Required task
Rewrite every line of the entries below as a numbered list, skipping blank lines and leaving out the pictures.

--- Start of Records for the task ---

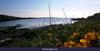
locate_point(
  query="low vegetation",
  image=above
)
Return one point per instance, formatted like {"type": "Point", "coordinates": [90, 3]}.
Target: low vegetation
{"type": "Point", "coordinates": [82, 34]}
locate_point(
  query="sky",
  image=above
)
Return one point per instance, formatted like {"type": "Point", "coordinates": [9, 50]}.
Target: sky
{"type": "Point", "coordinates": [40, 8]}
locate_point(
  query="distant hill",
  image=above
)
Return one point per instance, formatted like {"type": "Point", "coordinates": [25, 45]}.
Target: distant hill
{"type": "Point", "coordinates": [6, 18]}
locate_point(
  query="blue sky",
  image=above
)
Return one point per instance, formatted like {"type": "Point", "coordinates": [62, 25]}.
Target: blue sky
{"type": "Point", "coordinates": [39, 8]}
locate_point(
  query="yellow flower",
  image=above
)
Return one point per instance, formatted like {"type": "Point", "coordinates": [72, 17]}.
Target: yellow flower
{"type": "Point", "coordinates": [72, 42]}
{"type": "Point", "coordinates": [66, 44]}
{"type": "Point", "coordinates": [83, 41]}
{"type": "Point", "coordinates": [75, 34]}
{"type": "Point", "coordinates": [78, 45]}
{"type": "Point", "coordinates": [98, 37]}
{"type": "Point", "coordinates": [49, 34]}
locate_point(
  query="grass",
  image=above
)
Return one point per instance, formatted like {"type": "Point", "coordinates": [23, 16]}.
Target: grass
{"type": "Point", "coordinates": [81, 34]}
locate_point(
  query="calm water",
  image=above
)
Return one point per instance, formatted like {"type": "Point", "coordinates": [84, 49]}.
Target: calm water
{"type": "Point", "coordinates": [34, 22]}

--- End of Records for the task ---

Worked solution
1. locate_point(
2.   query="low vegetation",
3.   image=above
4. )
5. Return one point per instance, formatted like {"type": "Point", "coordinates": [90, 3]}.
6. Target: low vegetation
7. {"type": "Point", "coordinates": [82, 34]}
8. locate_point(
9.   query="sky",
10.   image=above
11. )
12. Return one point per instance, formatted like {"type": "Point", "coordinates": [9, 50]}.
13. Target: sky
14. {"type": "Point", "coordinates": [40, 8]}
15. locate_point(
16.   query="distant hill",
17.   image=above
18. )
19. Return one point per instance, formatted like {"type": "Point", "coordinates": [25, 45]}.
20. Target: distant hill
21. {"type": "Point", "coordinates": [6, 18]}
22. locate_point(
23.   query="blue sky",
24.   image=above
25. )
26. Return one point per instance, formatted like {"type": "Point", "coordinates": [62, 25]}.
27. Target: blue sky
28. {"type": "Point", "coordinates": [39, 8]}
29. locate_point(
30.   query="yellow flower",
31.   image=above
32. )
33. Return one point per instance, formatted like {"type": "Point", "coordinates": [72, 17]}.
34. Target: yellow flower
35. {"type": "Point", "coordinates": [72, 42]}
36. {"type": "Point", "coordinates": [66, 44]}
37. {"type": "Point", "coordinates": [83, 41]}
38. {"type": "Point", "coordinates": [75, 34]}
39. {"type": "Point", "coordinates": [78, 45]}
40. {"type": "Point", "coordinates": [98, 37]}
41. {"type": "Point", "coordinates": [49, 34]}
42. locate_point(
43.   query="grass",
44.   image=above
45. )
46. Return one point per instance, formatted like {"type": "Point", "coordinates": [23, 16]}.
47. Target: grass
48. {"type": "Point", "coordinates": [81, 34]}
49. locate_point(
50.   query="calm water",
51.   image=above
52. )
53. Return one point per instance, formatted like {"type": "Point", "coordinates": [84, 49]}.
54. Target: calm water
55. {"type": "Point", "coordinates": [34, 22]}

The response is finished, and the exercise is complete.